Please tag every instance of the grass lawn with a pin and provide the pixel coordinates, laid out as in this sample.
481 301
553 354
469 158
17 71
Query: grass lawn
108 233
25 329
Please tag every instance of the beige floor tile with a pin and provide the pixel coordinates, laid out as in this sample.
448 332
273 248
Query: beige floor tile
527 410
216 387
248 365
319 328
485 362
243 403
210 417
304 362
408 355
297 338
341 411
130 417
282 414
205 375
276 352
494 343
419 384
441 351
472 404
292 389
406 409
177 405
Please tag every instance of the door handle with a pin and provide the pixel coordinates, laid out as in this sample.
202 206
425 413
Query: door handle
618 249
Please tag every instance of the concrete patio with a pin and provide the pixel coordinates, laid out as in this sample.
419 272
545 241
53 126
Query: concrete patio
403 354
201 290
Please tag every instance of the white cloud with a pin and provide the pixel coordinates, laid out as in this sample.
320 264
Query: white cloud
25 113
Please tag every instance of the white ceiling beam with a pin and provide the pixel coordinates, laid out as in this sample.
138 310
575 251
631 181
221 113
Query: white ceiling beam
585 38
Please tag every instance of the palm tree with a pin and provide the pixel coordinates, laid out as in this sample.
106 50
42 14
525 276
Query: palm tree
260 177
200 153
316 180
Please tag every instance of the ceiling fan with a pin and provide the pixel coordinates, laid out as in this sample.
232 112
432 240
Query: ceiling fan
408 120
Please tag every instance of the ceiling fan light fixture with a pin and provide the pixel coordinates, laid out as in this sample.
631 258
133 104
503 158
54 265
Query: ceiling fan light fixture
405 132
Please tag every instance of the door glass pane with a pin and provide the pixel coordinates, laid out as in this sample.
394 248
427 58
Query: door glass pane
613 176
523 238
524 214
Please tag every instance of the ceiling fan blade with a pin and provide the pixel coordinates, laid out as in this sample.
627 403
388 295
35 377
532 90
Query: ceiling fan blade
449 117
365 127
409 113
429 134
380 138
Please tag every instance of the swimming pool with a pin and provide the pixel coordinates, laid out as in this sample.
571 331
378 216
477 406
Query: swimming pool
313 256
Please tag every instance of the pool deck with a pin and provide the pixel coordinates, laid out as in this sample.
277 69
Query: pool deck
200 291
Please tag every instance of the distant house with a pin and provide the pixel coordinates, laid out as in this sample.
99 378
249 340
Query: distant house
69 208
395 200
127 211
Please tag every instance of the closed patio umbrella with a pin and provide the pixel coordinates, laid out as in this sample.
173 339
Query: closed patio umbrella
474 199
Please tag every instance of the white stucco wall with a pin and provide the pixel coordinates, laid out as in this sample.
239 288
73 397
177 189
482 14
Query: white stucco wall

- **What you have to do**:
Rewrite the items from the line containing "Please tag every instance of the ceiling fan blade" up to and including the last line of the items, with their requests, and shift every answer coordinate by adding 29 to it. The sample coordinates in the requests stay as they are.

- **Written solution**:
Please tag every instance of the ceiling fan blade with a pin and provide the pixel coordinates, laid out as in this sample.
627 403
388 295
35 377
532 90
Query: ceiling fan blade
478 146
394 156
438 142
458 163
409 167
Please tag every instance of the swimming pool with a pin and provide the pixel coordinates, laid out as in this sample.
571 331
378 216
477 406
Query: swimming pool
342 285
Please tag every instance of the pool deck with a pin and provide the pixel coordinates, laid out as in this sample.
277 69
Query: pool deck
229 320
Please tag every instance of the distant house with a pin and provide the pixel coordinates, laid out as in this sample.
99 378
249 340
Query: distant house
98 237
424 229
156 240
Please tag every instance of the closed patio umbrella with a pin and provide the pixel coordinates, laid out as in this sample.
173 339
Query: closed patio umbrella
503 228
Please tag every instance of the white stucco wall with a pin and provide the pixel coordinates, laid out as in this sample.
239 288
73 397
177 189
482 14
Query: white stucco wall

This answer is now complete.